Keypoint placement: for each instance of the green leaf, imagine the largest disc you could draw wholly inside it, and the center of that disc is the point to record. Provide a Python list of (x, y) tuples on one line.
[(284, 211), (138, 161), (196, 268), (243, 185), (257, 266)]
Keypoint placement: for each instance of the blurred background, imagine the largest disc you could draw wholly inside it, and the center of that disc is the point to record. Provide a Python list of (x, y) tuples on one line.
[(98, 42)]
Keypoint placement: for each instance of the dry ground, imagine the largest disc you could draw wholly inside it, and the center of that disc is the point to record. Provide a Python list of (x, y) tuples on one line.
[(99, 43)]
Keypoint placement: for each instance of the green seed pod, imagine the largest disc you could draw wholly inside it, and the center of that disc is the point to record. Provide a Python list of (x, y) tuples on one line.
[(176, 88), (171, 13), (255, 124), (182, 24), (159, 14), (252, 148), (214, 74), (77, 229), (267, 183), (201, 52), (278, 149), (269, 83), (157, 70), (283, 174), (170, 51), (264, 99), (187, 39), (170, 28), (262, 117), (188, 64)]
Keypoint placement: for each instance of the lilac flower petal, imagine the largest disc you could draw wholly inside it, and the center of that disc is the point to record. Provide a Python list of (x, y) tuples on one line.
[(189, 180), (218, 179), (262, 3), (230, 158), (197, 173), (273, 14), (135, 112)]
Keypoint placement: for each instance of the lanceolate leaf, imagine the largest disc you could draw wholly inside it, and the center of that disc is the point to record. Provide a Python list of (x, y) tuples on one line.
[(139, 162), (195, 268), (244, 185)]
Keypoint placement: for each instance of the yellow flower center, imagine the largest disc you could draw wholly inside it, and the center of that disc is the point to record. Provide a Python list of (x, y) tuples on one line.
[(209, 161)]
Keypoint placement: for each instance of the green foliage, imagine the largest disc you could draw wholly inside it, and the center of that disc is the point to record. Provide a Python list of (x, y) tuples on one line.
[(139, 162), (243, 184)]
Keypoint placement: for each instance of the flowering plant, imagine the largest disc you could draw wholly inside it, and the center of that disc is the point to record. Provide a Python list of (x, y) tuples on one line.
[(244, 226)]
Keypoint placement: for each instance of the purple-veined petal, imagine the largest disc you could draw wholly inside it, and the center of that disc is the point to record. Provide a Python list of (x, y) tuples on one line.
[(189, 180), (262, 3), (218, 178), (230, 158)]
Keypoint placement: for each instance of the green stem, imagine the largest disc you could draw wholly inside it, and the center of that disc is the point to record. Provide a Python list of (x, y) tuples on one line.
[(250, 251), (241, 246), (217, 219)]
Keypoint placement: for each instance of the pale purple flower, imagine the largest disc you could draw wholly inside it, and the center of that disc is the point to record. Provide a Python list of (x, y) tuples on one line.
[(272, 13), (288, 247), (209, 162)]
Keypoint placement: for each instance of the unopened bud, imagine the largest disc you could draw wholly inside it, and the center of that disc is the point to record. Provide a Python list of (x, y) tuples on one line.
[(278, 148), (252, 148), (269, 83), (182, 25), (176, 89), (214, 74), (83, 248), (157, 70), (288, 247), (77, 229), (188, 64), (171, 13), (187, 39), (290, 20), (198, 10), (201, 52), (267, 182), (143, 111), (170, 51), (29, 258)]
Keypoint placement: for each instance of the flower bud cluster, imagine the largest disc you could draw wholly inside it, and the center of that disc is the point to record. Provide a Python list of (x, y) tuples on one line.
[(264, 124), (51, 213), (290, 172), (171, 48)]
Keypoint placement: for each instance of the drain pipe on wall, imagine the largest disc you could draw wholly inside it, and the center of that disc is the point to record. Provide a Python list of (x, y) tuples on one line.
+++
Copy out word for word everything in the listing above, from the line containing "Keypoint placement: for each instance of the purple-veined" down to the line containing "[(189, 180), (262, 3), (218, 178), (230, 158)]", both included.

Exercise answer:
Keypoint placement: for each instance of the purple-veined petal, imagine the largest disc you could draw wholly inside it, and the center of that disc is the point to record. Provide a Python list of (x, y) tuples on one line.
[(189, 180), (262, 3), (218, 178), (230, 158)]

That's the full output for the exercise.